Data in this exercise:
========
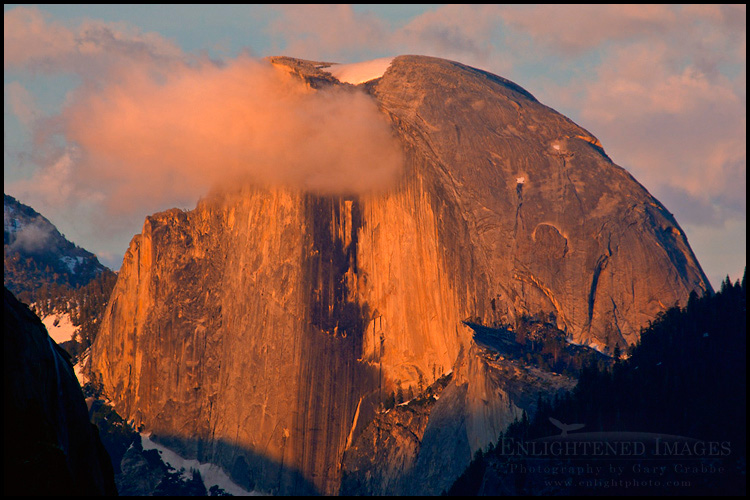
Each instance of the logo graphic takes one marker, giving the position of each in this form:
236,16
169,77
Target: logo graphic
565,427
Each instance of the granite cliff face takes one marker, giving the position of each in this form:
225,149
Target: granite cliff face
49,445
261,330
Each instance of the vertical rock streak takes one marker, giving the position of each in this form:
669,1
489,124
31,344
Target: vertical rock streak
250,331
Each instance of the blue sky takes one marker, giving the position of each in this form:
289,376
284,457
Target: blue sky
662,87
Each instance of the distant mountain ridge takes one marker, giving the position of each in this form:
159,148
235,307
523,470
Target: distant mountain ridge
35,253
266,330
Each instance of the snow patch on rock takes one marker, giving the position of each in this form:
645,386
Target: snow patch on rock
60,327
360,72
210,473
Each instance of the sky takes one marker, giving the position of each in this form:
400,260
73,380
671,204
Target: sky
102,126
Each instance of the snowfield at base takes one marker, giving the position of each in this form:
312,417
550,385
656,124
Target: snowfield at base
361,72
63,331
210,473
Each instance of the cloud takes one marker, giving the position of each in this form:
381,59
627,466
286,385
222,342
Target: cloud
32,237
151,127
338,33
174,134
577,28
675,129
22,103
34,41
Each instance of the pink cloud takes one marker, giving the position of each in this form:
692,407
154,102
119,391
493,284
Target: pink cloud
160,138
22,103
671,126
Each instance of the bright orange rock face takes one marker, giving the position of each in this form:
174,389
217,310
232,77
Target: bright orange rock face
261,330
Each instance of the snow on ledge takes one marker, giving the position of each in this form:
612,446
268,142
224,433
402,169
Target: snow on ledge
210,473
360,72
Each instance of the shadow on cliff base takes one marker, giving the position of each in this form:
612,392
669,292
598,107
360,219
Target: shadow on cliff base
249,469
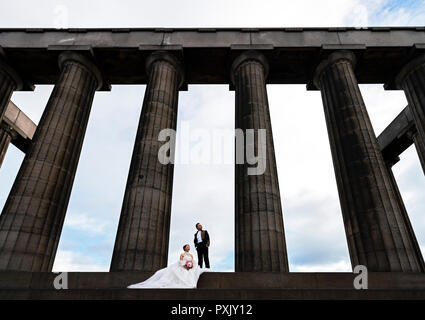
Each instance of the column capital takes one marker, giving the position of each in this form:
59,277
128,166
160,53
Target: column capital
5,127
19,83
249,55
68,56
162,55
330,60
408,68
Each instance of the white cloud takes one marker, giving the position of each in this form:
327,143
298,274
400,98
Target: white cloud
67,260
339,266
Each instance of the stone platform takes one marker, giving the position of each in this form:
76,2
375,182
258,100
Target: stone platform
215,286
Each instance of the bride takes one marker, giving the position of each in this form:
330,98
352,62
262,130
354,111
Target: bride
181,274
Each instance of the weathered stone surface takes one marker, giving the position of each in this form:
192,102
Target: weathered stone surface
5,137
32,218
142,239
259,234
420,149
379,236
9,81
215,286
411,79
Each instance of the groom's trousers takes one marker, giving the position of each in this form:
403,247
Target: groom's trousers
202,250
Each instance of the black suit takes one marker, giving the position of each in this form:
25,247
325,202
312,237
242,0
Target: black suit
202,248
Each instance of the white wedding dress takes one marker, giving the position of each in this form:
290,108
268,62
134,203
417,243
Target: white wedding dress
174,276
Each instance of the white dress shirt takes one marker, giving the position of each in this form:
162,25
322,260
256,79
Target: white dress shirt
199,236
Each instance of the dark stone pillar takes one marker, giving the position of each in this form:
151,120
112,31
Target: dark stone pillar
389,164
259,232
6,136
9,81
420,149
32,218
143,232
411,79
378,235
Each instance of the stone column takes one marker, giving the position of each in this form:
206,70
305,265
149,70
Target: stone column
389,164
259,232
142,238
411,79
32,218
378,235
420,148
6,136
9,81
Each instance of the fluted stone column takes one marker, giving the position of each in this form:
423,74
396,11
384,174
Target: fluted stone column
143,232
6,136
32,218
420,149
378,234
389,164
411,79
9,81
259,232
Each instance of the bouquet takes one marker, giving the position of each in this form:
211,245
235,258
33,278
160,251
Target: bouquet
188,265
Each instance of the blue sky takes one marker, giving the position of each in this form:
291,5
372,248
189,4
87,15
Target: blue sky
204,192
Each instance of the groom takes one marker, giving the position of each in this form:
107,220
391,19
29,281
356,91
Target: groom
202,242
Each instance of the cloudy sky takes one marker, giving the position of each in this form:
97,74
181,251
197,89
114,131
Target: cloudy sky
203,189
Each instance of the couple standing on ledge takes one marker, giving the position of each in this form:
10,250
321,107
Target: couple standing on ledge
185,272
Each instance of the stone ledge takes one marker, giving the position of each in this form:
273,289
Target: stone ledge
212,294
11,280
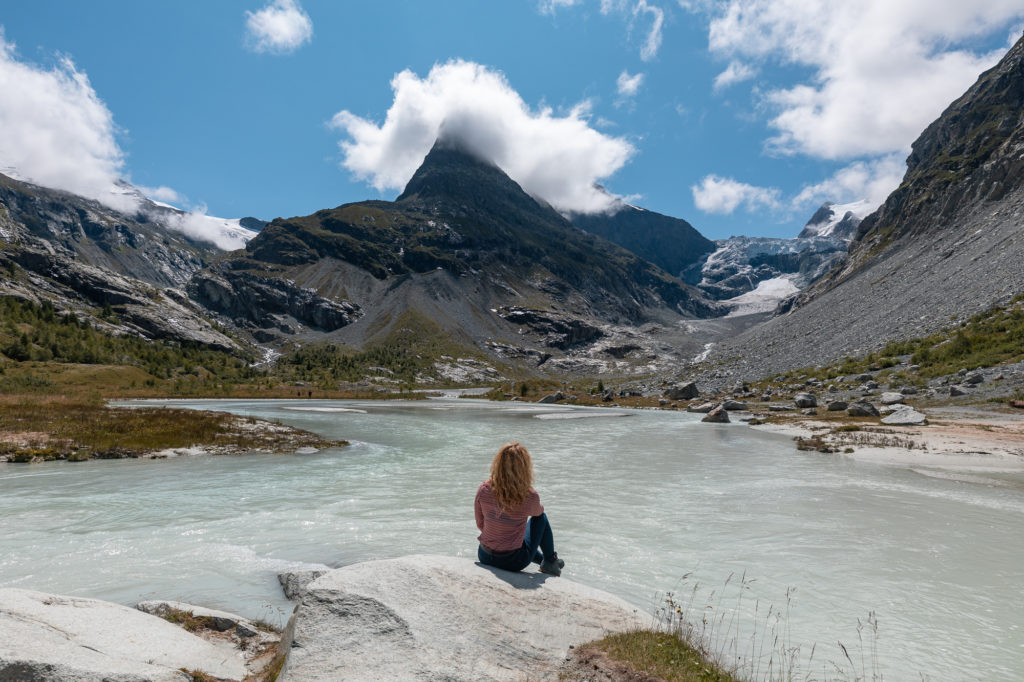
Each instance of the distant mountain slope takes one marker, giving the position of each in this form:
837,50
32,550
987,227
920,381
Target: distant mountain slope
672,244
839,220
946,244
98,264
467,249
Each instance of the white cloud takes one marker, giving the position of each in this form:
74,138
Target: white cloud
557,158
734,73
55,131
550,6
653,42
223,233
633,9
870,180
162,194
882,71
280,28
628,85
724,195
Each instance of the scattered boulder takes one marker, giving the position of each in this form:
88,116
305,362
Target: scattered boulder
379,621
904,417
294,584
717,416
52,637
219,621
805,400
685,391
862,409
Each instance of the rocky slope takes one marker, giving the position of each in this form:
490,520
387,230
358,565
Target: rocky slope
84,257
464,247
946,244
840,220
670,243
743,264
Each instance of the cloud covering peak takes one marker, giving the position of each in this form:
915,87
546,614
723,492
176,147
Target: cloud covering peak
560,159
55,131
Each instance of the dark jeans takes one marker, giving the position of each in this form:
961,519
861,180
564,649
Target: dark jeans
538,536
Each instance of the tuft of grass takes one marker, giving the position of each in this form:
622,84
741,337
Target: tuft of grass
662,654
57,427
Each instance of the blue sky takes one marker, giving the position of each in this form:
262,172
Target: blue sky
749,113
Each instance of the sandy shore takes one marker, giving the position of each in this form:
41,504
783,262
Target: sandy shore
970,444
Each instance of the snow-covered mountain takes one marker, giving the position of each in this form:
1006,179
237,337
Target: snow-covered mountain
764,270
837,220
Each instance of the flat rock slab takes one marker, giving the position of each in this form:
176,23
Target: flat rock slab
904,417
435,617
51,637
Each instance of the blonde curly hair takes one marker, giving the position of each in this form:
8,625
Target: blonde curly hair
511,475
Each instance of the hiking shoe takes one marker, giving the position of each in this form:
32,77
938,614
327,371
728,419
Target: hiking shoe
552,567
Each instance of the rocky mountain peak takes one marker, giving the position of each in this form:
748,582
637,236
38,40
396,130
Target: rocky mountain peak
970,155
451,173
839,220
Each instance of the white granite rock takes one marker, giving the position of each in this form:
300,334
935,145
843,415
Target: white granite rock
435,617
904,417
52,637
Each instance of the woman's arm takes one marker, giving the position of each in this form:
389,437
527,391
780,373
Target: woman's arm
478,511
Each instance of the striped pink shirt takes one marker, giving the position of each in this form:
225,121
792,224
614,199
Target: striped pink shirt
500,530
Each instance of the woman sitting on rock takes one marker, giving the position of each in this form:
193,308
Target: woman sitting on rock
503,505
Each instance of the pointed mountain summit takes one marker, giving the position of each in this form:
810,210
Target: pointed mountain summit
945,245
467,249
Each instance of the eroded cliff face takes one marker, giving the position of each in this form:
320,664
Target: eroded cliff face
948,243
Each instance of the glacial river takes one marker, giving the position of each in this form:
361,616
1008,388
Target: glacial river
642,503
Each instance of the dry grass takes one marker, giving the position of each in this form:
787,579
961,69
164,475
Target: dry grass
659,654
75,428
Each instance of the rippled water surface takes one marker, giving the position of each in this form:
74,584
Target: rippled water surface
637,500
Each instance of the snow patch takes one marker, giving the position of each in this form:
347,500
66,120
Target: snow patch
765,296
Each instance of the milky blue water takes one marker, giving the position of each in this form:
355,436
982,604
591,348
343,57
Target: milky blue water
638,500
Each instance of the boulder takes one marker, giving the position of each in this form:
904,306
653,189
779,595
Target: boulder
805,400
51,637
717,416
891,397
434,617
685,391
904,417
862,409
294,584
219,621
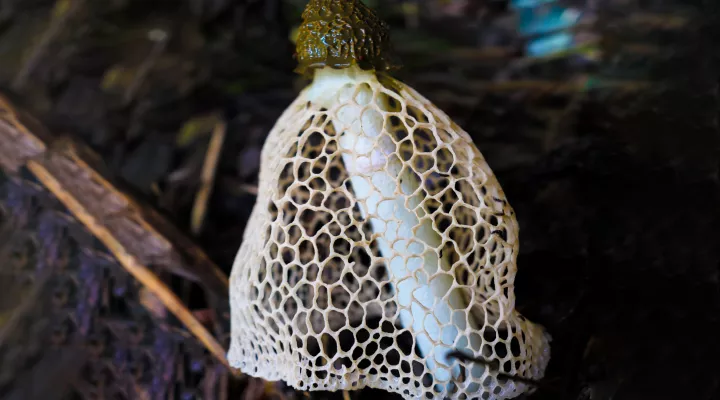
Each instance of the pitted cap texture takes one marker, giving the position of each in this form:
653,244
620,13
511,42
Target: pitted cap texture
341,33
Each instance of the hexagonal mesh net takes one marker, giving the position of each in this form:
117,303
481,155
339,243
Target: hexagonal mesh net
381,244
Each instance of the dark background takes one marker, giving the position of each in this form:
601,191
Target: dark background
615,182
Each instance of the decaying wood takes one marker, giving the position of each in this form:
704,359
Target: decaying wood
146,245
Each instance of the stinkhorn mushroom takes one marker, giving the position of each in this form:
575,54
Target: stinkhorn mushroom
381,243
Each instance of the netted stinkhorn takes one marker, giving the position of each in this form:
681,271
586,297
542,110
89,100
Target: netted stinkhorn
381,242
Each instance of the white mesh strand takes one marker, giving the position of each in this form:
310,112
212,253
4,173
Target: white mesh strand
372,253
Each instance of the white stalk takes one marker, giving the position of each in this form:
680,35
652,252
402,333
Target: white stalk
387,198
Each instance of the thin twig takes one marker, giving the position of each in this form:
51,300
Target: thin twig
128,261
207,178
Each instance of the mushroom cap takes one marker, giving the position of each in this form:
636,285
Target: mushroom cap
312,296
342,33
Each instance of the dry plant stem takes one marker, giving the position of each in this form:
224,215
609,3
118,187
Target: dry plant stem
207,178
128,261
56,27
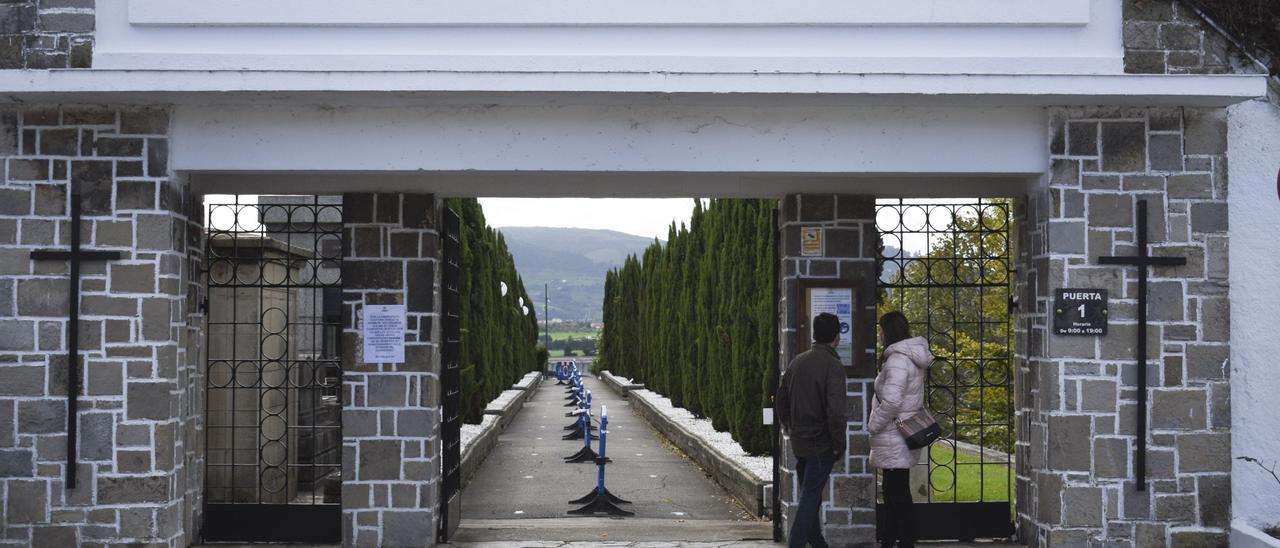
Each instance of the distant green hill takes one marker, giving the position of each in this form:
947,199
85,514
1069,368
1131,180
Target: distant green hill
572,263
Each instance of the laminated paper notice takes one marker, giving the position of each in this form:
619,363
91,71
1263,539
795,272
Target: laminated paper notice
840,302
384,333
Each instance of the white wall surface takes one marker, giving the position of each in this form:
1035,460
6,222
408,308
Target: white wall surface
1253,160
807,36
612,138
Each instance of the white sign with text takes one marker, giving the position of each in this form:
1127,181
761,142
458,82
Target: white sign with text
384,333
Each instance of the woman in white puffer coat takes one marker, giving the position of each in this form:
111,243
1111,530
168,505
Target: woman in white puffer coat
899,393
========
Your goal: Only one span of lines is wanted: the line with "Target: distant green hill" and every line after it to the end of the entries, output exactly.

The answer:
Target: distant green hill
572,263
Each instance of the laminated paper notice takes one marker, giving the position of each in this form:
619,363
91,71
1263,539
795,272
Target: laminated paper notice
840,302
384,333
Each instance of the white wall surface takes one marker, giving the position of each in this form:
1035,460
6,222
408,308
Target: white wall surface
1253,160
807,36
612,138
Each instance of the white sign with text takes one marker, giving the position of each in this form:
1127,181
761,142
458,82
Target: white sign with text
384,333
Each instance of the woman in white puffer coat takes one marker, giving the position of each in this form:
111,243
1111,530
168,505
Target: woman in white puffer coat
899,393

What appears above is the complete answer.